**Job:**
Extract every line below that contains the word "jersey".

**Stored rows:**
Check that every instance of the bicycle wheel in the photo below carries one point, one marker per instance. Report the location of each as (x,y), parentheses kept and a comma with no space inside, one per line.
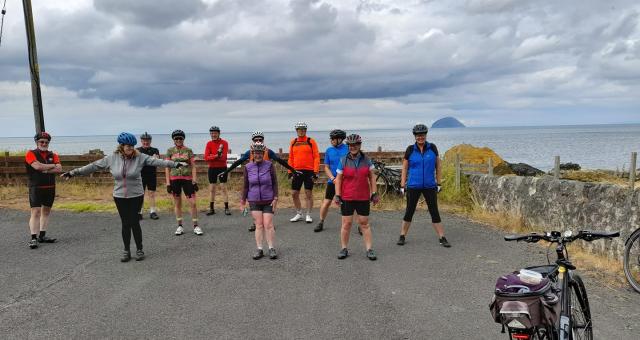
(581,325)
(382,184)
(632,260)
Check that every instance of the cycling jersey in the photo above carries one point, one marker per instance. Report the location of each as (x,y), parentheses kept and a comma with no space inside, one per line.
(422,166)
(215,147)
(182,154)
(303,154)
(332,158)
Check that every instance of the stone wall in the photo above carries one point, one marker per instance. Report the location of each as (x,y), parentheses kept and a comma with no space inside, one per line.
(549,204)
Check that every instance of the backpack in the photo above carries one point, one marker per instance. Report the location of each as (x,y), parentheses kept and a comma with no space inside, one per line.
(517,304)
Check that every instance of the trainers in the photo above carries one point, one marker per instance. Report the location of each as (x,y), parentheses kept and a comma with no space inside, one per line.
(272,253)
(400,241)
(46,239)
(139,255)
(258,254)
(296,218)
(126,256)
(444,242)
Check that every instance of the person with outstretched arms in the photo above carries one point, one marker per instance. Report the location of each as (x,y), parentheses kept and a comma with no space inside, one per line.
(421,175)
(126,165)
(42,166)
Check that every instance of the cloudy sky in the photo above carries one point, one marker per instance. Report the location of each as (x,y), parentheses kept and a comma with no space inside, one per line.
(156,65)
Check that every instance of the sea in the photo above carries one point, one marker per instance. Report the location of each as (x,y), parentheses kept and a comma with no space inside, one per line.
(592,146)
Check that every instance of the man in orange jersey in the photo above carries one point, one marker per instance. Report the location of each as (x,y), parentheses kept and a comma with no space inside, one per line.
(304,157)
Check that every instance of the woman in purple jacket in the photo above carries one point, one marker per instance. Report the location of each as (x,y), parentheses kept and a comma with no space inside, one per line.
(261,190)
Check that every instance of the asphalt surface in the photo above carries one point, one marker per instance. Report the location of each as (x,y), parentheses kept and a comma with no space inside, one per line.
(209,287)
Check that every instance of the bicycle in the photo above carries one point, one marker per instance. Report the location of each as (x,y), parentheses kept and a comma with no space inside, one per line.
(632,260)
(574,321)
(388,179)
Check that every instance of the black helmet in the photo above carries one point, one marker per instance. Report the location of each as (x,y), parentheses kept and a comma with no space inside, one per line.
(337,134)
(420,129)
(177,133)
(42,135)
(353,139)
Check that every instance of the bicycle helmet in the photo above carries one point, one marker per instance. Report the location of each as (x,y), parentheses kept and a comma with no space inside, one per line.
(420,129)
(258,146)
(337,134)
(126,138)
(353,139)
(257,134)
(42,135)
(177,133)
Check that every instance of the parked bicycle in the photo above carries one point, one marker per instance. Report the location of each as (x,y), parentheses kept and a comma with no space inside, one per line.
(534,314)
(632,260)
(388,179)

* * *

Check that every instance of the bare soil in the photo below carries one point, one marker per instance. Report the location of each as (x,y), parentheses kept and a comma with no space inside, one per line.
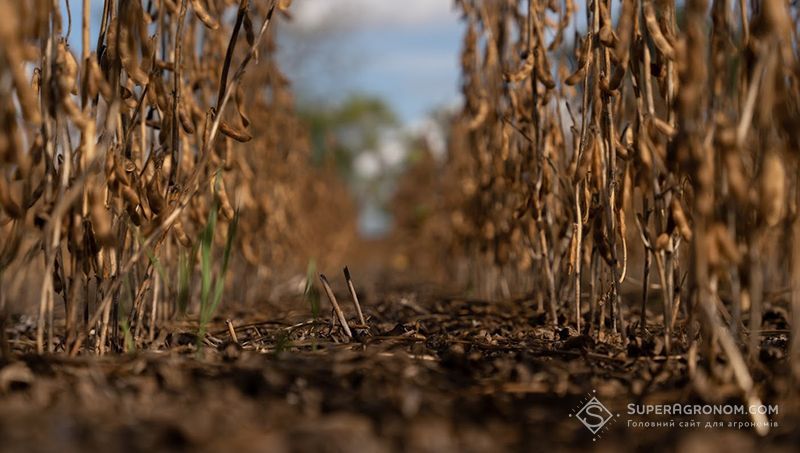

**Written response:**
Check that every instance of the cycling jersey in the photo above carries one point, one marker per instance. Report the location of each as (x,y), parentheses kept and a comma with no space inside, one per line.
Check that every instance of the man in orange jersey in the photo above carries one point, one marker per instance. Report the location of each as (x,y), parentheses kept and a comma with no space inside, one per line.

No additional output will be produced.